■ **SHORT TASK**
Repeat exactly, and only, the lines from the one holding "patch in the photo above." through the last line of the records below.

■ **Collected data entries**
-- start --
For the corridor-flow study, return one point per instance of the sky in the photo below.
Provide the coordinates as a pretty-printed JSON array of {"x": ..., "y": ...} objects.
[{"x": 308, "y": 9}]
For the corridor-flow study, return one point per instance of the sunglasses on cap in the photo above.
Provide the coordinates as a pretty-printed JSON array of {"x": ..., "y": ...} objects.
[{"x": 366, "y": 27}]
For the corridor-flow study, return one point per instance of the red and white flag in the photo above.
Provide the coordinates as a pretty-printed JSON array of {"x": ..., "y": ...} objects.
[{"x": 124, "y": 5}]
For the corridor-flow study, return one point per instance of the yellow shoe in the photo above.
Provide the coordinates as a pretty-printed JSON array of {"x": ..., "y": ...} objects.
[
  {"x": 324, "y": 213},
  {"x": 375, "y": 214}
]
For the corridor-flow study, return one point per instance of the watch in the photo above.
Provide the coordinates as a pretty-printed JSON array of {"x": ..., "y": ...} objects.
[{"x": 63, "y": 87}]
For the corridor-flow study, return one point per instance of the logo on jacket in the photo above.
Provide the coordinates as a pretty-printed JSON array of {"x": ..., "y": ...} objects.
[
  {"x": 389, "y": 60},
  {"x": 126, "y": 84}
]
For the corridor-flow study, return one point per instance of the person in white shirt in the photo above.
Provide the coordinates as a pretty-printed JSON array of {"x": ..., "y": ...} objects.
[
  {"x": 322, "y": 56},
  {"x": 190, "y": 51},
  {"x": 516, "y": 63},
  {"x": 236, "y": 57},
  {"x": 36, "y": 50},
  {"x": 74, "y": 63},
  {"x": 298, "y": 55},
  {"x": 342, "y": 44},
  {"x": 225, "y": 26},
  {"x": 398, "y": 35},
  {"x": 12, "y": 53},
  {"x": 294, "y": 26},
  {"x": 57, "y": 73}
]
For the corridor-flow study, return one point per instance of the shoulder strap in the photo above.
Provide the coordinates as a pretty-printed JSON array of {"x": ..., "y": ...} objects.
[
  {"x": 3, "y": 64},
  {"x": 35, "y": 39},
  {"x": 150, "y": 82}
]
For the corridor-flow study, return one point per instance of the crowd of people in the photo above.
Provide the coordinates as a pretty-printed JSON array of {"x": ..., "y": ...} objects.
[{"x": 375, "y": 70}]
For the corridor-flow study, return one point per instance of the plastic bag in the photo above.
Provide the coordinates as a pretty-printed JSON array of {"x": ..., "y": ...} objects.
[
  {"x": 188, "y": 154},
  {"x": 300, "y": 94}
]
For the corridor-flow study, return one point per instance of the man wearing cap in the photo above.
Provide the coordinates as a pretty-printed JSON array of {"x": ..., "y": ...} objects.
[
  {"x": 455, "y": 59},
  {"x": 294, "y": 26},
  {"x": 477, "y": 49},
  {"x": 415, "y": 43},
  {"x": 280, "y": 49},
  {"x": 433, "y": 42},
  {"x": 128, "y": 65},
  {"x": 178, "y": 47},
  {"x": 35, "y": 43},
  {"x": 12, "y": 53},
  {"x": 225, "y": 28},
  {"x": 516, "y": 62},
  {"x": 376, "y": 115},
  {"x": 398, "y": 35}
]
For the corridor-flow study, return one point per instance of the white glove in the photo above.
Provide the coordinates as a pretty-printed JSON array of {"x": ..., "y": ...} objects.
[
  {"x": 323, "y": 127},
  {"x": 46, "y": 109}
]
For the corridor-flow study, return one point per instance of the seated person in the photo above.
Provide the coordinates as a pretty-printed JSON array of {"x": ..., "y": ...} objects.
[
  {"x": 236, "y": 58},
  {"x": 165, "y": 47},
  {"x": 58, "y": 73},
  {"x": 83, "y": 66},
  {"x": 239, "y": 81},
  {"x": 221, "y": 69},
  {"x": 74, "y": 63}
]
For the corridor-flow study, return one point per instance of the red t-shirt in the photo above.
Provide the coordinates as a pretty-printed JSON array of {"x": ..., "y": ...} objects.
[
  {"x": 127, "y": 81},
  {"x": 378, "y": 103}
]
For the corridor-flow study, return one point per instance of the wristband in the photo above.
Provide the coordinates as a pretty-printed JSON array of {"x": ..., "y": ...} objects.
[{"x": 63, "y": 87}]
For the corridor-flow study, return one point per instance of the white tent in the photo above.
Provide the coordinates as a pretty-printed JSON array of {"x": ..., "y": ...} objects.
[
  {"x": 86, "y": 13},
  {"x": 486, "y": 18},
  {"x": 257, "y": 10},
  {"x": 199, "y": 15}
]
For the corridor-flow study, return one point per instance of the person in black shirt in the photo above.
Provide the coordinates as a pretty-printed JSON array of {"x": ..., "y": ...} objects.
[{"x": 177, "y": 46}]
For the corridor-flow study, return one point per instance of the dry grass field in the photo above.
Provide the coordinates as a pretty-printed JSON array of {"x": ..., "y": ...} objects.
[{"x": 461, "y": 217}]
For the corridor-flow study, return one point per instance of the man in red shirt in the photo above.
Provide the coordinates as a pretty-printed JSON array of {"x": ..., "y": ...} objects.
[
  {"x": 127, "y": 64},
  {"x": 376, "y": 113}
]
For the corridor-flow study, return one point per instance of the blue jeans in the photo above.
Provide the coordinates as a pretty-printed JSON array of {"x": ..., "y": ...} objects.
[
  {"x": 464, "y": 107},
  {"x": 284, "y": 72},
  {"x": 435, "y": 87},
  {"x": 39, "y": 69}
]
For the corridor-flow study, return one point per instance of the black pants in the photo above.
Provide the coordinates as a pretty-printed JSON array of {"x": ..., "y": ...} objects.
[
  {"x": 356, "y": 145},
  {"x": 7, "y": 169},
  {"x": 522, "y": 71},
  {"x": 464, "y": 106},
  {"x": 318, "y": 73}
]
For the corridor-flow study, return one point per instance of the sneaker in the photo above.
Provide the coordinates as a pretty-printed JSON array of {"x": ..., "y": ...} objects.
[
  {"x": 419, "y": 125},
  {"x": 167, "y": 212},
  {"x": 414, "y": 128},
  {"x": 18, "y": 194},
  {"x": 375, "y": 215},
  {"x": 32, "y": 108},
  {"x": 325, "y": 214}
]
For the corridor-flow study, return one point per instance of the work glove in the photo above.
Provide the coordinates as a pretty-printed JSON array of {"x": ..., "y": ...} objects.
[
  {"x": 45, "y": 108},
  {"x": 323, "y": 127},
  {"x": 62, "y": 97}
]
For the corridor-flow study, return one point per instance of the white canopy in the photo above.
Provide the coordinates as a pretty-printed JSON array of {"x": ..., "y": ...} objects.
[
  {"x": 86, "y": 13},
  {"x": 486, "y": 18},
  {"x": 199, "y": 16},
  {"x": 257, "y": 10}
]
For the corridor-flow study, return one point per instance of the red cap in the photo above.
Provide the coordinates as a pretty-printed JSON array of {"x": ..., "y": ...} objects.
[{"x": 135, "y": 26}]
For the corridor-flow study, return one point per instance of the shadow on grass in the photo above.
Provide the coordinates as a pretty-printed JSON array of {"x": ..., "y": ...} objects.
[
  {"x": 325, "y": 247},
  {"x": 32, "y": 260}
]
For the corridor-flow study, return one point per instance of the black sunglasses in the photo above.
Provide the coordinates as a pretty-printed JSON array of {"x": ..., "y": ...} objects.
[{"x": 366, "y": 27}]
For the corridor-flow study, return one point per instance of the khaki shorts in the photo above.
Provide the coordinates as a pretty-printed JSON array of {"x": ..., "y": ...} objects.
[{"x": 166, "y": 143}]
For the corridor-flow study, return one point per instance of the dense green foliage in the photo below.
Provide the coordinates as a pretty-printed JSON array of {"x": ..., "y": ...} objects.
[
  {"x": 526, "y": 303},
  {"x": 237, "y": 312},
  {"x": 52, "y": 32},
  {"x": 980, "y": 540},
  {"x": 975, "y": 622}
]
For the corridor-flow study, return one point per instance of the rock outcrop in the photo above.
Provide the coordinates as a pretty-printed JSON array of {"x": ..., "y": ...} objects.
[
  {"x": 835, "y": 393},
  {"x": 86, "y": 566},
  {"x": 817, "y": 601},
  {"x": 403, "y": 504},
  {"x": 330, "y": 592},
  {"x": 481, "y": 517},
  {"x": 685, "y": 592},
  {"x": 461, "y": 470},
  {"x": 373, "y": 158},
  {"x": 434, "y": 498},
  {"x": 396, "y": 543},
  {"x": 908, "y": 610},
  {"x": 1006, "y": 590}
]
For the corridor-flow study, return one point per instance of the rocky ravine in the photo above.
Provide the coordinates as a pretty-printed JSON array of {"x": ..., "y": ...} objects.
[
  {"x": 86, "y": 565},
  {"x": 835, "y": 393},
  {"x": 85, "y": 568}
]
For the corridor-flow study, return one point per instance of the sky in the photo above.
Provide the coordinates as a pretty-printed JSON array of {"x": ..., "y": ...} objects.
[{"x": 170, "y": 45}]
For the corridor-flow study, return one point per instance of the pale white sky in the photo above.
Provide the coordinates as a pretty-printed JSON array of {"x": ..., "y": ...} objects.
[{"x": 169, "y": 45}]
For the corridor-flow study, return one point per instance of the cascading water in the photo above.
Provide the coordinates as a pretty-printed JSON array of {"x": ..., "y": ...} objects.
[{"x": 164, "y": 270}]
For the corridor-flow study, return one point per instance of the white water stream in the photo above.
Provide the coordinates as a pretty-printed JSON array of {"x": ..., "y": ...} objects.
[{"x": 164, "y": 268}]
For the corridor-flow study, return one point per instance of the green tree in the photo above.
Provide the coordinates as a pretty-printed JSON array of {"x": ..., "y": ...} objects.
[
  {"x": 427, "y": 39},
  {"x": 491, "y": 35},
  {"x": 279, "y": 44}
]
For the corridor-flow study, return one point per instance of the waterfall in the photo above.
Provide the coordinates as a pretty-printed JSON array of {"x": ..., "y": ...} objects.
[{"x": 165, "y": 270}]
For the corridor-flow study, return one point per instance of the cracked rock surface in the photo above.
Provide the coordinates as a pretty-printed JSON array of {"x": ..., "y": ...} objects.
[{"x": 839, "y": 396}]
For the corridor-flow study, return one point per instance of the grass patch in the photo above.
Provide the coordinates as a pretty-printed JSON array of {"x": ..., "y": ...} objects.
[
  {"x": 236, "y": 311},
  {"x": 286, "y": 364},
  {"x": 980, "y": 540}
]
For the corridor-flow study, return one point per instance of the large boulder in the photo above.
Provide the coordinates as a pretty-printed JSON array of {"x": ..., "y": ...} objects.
-- end --
■ **REPLY TO THE EXERCISE**
For the corridor-flow study, return one point per instance of the grass patch in the photo above.
Provide the coordinates as a pretty-printed JSON array of {"x": ..., "y": ...} objects.
[
  {"x": 236, "y": 311},
  {"x": 286, "y": 364},
  {"x": 980, "y": 540}
]
For the corridor-flow study, return one point per instance of the large boulder in the photo above.
Provide the coordinates as a pretty-printed JSON array of {"x": ..., "y": ...} objects.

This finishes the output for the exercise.